Tasks for this exercise
**a.** Reproduce the portion of the rideshare tip thread between "## Spyglass67 (Feb" and "black and not x.", inclusive.
**b.** Extend the forum thread about the Monday long ride and its tip, picking up after its final post.

>> BEGIN Provided passage

# Monday long Ride with a nice tip ?



## Haroon786 (Dec 1, 2017)

Best tip ever


----------



## AveragePerson (May 18, 2018)

Why would anyone pay that.. that's what you earn, he paid more


----------



## dauction (Sep 26, 2017)

AveragePerson said:


> Why would anyone pay that.. that's what you earn, he paid more


He had free water ,snacks, music ,candles and a massage


----------



## Spyglass67 (Feb 3, 2018)

Trains don't run that late in nyc? Must be nice, congrats though


----------



## aluber1968 (Aug 7, 2016)

Possible that the passenger had just gotten a nice bonus and took black and not x.
Congratulations on a nice trip and a hefty tip.

>> END Provided passage
>> BEGIN Dataset extract

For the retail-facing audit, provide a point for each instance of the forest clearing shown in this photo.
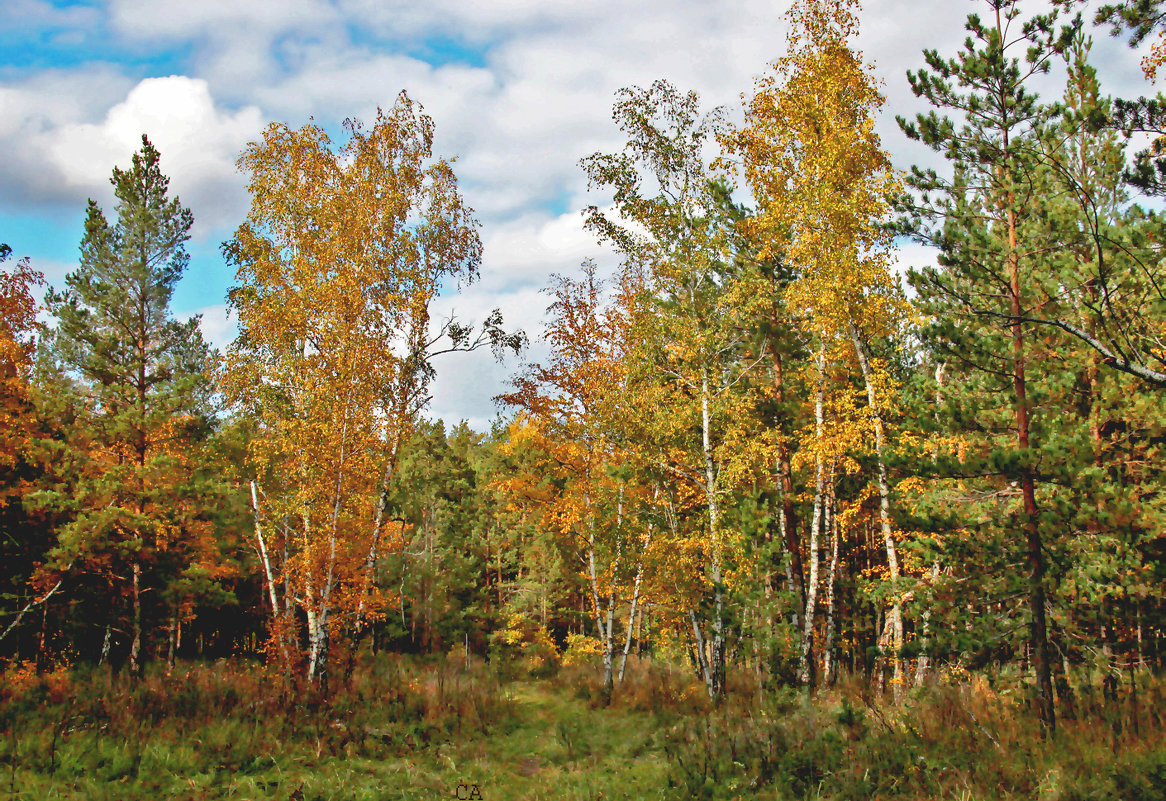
(764, 513)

>> END Dataset extract

Responses to the tasks
**a.**
## Spyglass67 (Feb 3, 2018)

Trains don't run that late in nyc? Must be nice, congrats though


----------



## aluber1968 (Aug 7, 2016)

Possible that the passenger had just gotten a nice bonus and took black and not x.

**b.**
----------



## Taksomotor (Mar 19, 2019)

dauction said:


> He had free water ,snacks, music ,candles and a massage


A bj?  just kidding...

No, he paid cause he could and he felt happy about something in his life. Happy people to love share!

PS. Congratulations on the well deserved reward to you, Haroon!


----------



## BigRedDriver (Nov 28, 2018)

BRAVO!


----------



## FLKeys (Dec 27, 2018)

Nice trip. Nice PAX that appreciated it.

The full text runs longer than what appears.